-- Task --
Please continue the tutorial on selecting pandas data with `iloc` from its last sentence.

— Start of Provided text —

Let's read in some sample data and then begin making selections with integer location using `iloc`.

In [None]:
import pandas as pd
df = pd.read_csv('Pandas/sample_data.csv', index_col=0)
df

Unnamed: 0_level_0,state,color,food,age,height,score
name,Unnamed: 1_level_1,Unnamed: 2_level_1,Unnamed: 3_level_1,Unnamed: 4_level_1,Unnamed: 5_level_1,Unnamed: 6_level_1
Jane,NY,blue,Steak,30,165,4.6
Niko,TX,green,Lamb,2,70,8.3
Aaron,FL,red,Mango,12,120,9.0
Penelope,AL,white,Apple,4,80,3.3
Dean,AK,gray,Cheese,32,180,1.8
Christina,TX,black,Melon,33,172,9.5
Cornelia,TX,red,Beans,69,150,2.2


### Use a list for both rows and columns

Let's select rows with integer location 2 and 4 along with the first and last columns. It is possible to use negative integers in the same manner as Python lists. The integer location -1 refers to the last column below.

— End of Provided text —
— Start of Dataset excerpts —

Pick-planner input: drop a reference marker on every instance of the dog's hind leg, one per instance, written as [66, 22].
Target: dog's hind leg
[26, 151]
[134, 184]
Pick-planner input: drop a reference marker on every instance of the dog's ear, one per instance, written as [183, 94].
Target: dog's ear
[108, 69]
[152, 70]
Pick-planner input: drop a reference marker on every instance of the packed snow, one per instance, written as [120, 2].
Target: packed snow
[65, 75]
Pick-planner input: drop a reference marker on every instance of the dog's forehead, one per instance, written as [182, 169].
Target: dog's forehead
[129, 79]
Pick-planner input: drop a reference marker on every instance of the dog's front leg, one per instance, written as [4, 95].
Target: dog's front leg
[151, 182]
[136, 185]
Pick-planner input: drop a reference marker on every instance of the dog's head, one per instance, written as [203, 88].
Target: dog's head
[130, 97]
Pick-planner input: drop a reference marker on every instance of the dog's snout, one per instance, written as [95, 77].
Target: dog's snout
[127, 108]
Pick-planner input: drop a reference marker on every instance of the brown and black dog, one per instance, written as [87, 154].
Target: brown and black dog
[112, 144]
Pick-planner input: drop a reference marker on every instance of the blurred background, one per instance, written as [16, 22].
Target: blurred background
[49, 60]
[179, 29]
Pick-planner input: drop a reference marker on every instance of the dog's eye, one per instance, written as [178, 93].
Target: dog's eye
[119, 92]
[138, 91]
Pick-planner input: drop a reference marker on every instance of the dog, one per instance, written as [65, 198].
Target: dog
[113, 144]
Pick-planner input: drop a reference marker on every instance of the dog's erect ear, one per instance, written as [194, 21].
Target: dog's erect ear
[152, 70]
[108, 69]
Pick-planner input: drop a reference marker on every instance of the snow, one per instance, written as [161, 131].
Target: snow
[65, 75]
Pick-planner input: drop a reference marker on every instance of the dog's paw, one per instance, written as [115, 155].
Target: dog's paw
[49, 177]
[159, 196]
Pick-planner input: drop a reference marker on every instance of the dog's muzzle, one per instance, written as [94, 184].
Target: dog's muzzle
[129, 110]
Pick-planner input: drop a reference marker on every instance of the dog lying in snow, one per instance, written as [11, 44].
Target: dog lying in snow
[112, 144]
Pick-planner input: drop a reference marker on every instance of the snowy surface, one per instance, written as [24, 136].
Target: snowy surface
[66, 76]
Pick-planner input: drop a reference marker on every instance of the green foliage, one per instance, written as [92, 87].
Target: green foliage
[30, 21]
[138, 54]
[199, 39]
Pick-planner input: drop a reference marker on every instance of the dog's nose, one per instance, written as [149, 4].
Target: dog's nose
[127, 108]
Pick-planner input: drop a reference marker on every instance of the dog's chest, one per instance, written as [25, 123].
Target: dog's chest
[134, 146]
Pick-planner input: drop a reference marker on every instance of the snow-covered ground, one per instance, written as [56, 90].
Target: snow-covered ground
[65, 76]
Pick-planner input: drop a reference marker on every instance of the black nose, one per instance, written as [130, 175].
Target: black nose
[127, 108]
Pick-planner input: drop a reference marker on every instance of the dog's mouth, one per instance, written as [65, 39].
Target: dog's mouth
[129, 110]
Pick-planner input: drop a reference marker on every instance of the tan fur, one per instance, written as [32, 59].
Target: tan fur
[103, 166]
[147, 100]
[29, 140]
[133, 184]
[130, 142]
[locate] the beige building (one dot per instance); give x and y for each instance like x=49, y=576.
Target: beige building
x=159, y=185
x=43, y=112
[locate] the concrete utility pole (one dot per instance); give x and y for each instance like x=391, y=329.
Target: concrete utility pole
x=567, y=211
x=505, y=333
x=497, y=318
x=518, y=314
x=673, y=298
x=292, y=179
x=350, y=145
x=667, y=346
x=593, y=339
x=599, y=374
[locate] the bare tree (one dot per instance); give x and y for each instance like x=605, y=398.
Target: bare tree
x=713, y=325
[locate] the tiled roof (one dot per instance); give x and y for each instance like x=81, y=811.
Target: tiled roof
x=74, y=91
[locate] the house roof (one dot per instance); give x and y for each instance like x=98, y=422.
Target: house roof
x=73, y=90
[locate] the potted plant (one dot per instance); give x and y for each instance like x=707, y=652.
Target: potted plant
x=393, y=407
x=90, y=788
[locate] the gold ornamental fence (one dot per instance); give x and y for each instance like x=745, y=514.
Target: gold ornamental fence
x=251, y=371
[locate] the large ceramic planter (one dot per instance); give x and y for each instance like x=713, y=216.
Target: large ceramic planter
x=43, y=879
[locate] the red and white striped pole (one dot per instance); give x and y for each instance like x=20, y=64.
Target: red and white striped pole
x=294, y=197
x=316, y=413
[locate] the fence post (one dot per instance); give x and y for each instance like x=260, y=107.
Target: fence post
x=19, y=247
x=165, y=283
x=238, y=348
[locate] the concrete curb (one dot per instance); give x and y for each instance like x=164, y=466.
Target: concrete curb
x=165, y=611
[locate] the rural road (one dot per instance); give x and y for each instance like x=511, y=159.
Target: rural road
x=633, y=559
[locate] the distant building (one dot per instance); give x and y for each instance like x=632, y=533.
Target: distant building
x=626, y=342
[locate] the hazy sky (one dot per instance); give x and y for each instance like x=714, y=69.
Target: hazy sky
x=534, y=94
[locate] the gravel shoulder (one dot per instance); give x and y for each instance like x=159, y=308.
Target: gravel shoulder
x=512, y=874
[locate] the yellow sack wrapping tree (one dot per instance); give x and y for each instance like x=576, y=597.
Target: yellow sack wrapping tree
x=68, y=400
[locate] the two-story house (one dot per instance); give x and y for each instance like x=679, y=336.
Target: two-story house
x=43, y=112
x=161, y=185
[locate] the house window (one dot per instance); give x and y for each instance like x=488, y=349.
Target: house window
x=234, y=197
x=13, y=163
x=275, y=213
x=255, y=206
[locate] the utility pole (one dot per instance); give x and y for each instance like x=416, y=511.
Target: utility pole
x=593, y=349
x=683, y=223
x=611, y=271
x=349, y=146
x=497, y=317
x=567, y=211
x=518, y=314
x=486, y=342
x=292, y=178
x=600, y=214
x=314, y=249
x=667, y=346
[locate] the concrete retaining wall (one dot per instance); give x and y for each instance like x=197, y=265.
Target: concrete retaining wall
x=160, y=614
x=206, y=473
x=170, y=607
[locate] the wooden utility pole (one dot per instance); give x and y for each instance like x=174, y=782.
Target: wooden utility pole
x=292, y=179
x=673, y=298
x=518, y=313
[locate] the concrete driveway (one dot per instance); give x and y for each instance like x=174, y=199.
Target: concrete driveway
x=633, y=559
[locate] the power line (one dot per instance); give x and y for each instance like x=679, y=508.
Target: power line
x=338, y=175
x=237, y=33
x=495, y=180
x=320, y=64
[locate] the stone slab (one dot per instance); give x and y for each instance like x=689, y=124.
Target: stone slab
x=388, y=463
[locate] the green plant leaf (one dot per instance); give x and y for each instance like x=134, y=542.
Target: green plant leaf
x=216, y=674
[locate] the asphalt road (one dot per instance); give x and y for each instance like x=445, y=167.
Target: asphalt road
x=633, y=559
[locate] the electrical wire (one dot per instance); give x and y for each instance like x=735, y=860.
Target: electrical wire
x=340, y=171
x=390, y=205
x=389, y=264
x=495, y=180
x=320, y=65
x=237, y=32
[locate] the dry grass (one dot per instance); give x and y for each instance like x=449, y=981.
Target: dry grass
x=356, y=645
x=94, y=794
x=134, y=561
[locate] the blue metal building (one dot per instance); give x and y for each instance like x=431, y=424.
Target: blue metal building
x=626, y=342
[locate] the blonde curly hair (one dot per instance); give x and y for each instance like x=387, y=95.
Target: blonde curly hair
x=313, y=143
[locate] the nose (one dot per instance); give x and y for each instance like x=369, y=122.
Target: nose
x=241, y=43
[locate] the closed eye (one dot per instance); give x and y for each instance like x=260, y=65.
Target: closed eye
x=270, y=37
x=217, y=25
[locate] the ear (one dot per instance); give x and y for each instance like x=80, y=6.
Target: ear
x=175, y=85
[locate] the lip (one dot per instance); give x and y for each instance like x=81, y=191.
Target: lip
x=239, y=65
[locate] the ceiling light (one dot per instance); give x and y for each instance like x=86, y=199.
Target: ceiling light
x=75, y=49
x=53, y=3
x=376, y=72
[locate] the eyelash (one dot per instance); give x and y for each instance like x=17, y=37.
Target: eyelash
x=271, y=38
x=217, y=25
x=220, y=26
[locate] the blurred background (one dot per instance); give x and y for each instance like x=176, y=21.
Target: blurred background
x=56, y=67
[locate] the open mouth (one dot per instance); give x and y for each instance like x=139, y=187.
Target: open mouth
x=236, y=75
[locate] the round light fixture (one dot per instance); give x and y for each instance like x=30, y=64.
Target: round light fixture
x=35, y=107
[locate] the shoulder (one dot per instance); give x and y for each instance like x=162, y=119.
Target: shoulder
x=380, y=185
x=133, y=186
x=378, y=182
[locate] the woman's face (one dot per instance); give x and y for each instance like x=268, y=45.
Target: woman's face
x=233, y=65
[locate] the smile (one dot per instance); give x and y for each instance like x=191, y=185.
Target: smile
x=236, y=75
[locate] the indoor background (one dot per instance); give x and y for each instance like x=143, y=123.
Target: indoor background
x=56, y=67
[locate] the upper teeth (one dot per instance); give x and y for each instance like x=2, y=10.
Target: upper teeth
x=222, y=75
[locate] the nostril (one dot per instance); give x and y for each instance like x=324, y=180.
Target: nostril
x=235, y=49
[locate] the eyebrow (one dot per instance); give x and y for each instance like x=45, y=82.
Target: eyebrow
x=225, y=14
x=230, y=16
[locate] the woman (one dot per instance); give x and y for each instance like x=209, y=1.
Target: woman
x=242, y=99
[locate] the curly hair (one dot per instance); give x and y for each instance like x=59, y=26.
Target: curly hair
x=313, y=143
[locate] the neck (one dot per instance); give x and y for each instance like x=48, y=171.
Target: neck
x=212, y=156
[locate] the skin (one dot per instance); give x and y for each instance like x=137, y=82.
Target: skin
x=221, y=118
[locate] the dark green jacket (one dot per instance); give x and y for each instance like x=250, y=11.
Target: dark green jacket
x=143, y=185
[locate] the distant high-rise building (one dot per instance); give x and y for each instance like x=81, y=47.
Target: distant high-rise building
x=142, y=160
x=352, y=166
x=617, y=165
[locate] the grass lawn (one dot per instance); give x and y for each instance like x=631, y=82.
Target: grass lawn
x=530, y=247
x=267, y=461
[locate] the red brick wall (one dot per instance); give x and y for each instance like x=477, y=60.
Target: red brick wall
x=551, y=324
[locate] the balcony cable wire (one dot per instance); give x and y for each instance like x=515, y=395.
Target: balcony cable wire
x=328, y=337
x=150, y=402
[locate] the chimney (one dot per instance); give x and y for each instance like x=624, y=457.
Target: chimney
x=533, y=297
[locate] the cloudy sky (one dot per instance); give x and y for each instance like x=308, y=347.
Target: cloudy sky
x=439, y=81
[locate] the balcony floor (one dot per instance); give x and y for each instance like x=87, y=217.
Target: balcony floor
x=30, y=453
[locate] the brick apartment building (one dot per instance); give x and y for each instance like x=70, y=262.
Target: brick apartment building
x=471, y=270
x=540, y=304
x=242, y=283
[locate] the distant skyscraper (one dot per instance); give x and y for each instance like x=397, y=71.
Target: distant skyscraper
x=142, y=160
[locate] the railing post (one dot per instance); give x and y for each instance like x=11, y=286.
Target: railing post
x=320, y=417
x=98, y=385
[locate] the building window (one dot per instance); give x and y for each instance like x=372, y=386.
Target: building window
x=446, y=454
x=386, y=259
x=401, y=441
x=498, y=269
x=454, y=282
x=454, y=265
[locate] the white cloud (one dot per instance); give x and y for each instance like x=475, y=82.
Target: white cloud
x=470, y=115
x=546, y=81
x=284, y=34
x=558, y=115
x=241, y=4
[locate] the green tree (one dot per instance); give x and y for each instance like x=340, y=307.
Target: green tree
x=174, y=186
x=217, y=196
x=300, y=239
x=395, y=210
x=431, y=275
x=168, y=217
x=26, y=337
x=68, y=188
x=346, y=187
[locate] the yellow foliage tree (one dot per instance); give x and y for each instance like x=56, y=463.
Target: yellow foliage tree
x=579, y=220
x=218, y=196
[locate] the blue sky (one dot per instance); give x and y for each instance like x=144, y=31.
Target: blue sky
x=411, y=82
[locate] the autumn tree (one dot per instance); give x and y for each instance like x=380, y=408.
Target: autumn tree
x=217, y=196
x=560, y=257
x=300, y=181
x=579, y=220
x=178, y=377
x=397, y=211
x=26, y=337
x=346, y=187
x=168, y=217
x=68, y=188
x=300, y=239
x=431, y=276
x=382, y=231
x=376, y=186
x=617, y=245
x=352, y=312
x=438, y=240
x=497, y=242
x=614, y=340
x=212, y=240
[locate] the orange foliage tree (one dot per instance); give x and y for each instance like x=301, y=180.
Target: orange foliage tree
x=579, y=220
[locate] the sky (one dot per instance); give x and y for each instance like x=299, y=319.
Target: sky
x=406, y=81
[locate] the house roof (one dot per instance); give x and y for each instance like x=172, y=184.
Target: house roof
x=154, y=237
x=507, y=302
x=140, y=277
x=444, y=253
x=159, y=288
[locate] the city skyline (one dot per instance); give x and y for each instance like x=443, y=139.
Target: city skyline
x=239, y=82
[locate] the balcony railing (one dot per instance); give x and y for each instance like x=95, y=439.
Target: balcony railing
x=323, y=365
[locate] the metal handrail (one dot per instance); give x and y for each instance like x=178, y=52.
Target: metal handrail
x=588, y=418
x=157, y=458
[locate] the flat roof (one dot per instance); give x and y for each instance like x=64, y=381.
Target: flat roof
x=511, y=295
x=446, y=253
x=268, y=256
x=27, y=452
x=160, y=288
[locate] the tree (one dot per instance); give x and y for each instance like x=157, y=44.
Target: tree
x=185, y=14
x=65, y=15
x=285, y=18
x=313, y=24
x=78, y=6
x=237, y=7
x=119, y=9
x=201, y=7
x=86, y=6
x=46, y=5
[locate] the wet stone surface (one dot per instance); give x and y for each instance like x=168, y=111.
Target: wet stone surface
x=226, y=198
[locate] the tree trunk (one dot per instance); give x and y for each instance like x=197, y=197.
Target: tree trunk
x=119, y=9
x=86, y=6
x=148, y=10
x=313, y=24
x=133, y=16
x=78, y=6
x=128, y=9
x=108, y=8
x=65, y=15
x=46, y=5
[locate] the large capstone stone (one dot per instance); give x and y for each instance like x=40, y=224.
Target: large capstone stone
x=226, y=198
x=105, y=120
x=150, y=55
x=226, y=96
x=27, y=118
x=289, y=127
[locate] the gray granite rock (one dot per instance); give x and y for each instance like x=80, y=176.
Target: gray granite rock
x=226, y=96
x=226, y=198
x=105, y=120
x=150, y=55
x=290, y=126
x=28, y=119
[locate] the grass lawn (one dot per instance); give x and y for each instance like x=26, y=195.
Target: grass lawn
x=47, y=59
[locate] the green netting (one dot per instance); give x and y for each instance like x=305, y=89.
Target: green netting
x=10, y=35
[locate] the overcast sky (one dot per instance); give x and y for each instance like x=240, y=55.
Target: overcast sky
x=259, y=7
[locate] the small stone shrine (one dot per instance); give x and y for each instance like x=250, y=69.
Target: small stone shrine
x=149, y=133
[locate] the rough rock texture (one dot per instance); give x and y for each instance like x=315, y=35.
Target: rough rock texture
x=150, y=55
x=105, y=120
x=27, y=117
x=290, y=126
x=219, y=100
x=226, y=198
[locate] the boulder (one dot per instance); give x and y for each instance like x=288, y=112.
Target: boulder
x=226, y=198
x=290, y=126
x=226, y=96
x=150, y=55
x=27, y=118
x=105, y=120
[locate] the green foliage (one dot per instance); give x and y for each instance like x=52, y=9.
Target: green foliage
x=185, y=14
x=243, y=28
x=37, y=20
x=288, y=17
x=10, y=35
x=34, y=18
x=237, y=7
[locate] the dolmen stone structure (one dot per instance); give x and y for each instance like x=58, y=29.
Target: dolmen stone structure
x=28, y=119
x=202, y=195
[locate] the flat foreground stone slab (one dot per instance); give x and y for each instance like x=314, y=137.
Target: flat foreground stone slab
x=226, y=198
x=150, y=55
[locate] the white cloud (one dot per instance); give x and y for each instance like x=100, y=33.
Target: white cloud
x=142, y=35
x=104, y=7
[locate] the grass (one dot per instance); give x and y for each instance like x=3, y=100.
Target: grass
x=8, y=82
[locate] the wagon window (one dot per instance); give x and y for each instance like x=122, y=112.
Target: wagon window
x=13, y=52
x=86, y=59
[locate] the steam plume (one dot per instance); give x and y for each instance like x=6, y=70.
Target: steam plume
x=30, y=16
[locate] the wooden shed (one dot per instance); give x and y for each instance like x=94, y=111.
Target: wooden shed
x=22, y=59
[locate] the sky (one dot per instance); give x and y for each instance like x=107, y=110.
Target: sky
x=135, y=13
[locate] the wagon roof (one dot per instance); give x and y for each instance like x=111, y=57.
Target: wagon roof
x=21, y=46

— End of Dataset excerpts —

-- Result of the task --
In [None]:
rows = [2, 4]
cols = [0, -1]
df.iloc[rows, cols]

Unnamed: 0_level_0,state,score
name,Unnamed: 1_level_1,Unnamed: 2_level_1
Aaron,FL,9.0
Dean,AK,1.8


### The possible types of selections for `iloc`

In the above example, we used a list of integers for both the row and column selection. You are not limited to just lists. All of the following are valid objects available for both row and column selections with `iloc`.  The `iloc` indexer, unlike `loc`, is unable to do boolean selection. 

* A single integer
* A list of integers
* A slice with integers

### Slice the rows and use a list for the columns

Let's use slice notation to select rows with integer location 2 and 3 and a list to select columns with integer location 4 and 2. Notice that the stop integer location is **excluded** with `iloc`, which is exactly how slicing works with Python lists, tuples, and strings. Slicing with `loc` is **inclusive** of the stop label.

In [None]:
cols = [4, 2]
df.iloc[2:4, cols]

Unnamed: 0_level_0,height,food
name,Unnamed: 1_level_1,Unnamed: 2_level_1
Aaron,120,Mango
Penelope,80,Apple


### Use a list for the rows and a slice for the columns

In this example, we use a list for the row selection and slice notation for the columns.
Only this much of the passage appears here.